• Exercise goal:
Check every line of the data for the string "below" and copy the ones that have it.

:: Given data ::

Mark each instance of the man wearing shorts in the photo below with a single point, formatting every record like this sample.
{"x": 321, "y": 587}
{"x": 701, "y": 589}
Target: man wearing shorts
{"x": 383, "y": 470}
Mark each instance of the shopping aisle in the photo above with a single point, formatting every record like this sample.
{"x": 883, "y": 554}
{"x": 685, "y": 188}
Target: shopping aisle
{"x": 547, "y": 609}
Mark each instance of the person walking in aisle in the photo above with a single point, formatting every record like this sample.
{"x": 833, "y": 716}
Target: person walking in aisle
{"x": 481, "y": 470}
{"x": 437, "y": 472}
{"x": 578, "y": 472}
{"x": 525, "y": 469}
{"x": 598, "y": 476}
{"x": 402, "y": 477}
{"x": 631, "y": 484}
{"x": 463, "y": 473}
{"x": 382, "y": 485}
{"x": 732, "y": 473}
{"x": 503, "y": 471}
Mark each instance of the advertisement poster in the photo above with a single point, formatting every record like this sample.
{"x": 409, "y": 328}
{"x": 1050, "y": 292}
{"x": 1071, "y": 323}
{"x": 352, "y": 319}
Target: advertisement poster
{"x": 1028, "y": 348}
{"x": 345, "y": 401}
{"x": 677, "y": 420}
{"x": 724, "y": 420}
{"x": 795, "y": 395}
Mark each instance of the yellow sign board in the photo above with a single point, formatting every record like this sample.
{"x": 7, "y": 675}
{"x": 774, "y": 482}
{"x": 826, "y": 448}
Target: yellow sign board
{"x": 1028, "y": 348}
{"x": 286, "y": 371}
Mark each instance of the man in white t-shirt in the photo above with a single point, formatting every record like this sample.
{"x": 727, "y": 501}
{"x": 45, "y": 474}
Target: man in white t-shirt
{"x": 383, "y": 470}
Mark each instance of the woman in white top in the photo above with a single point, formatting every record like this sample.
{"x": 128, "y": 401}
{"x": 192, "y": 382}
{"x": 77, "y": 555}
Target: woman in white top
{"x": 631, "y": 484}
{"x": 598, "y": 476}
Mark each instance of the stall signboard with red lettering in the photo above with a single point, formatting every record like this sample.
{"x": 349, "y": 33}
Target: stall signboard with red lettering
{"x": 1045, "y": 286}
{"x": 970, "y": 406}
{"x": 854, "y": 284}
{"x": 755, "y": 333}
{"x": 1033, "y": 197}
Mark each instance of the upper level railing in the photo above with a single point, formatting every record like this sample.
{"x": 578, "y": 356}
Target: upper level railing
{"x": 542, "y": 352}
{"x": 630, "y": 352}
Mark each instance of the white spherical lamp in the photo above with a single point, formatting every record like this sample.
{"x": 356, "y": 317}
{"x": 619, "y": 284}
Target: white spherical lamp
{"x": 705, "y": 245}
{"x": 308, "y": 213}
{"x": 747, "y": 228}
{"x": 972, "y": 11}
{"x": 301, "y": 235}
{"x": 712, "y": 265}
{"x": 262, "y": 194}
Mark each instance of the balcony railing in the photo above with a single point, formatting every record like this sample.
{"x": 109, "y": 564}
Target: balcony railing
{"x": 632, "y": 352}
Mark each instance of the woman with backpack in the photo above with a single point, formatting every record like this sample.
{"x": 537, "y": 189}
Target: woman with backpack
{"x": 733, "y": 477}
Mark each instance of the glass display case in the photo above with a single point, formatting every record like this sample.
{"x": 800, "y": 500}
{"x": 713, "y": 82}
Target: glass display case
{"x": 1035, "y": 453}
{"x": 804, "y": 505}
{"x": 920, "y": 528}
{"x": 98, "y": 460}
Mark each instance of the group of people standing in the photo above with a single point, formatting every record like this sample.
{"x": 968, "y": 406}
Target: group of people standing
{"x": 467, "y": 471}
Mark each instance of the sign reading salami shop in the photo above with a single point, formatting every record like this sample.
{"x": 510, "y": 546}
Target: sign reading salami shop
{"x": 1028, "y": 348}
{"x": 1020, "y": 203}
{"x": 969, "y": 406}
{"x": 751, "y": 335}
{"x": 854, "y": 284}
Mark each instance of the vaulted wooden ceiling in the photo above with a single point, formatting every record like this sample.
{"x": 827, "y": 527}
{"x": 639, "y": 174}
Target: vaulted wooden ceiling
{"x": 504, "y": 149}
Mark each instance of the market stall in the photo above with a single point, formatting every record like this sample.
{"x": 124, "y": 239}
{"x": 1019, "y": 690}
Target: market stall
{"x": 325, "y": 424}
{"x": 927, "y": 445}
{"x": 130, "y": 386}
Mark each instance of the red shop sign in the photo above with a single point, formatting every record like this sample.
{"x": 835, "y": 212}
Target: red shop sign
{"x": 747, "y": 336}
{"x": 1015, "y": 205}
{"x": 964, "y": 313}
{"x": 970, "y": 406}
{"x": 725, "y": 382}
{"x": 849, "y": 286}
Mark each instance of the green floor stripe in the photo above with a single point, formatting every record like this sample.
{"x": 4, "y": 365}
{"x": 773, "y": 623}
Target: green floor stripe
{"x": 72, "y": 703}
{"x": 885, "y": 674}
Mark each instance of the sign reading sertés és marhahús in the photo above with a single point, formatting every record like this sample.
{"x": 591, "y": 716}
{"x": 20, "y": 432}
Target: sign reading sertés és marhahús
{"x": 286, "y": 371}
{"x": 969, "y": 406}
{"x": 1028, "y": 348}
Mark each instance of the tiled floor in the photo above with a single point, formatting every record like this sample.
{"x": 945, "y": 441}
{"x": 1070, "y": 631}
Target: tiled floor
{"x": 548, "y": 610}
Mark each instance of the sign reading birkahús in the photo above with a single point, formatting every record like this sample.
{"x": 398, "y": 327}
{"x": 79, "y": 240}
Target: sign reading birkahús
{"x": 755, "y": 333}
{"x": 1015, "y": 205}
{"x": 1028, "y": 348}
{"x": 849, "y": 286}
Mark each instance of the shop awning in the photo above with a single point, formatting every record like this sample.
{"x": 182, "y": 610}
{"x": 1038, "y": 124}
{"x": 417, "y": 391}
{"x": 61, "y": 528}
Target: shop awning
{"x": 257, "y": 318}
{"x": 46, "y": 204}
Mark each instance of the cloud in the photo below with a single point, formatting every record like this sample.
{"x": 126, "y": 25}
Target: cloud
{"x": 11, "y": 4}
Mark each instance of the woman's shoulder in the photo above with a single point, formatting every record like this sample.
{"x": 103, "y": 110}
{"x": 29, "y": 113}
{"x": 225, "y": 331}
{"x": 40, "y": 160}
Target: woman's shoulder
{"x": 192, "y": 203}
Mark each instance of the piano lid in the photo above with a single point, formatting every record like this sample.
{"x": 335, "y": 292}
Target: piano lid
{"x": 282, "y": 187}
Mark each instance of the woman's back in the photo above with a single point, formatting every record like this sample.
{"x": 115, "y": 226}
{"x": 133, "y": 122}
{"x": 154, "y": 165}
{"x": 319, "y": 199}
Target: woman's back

:::

• Task answer:
Mark each instance of the man wearing shorts in the photo below with a single point, formatting every record like this sample.
Mark each instance of the cloud in the photo below with a single point, formatting every record like this sample.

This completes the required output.